| TO BE DONE |
Reproduce the material below unchanged, except switch every "outline" to "contour".
::::::::::
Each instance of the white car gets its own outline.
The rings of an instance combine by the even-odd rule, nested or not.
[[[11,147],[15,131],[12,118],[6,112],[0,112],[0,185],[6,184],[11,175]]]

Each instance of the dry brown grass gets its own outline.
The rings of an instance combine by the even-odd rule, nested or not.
::::::::::
| EXPECTED ANSWER |
Each instance of the white car gets its own contour.
The rings of an instance combine by the even-odd rule, nested or not.
[[[11,147],[15,131],[12,118],[6,112],[0,112],[0,185],[6,184],[11,175]]]

Each instance of the dry brown grass gets its own contour.
The rings of an instance combine by the even-odd rule, nested or not.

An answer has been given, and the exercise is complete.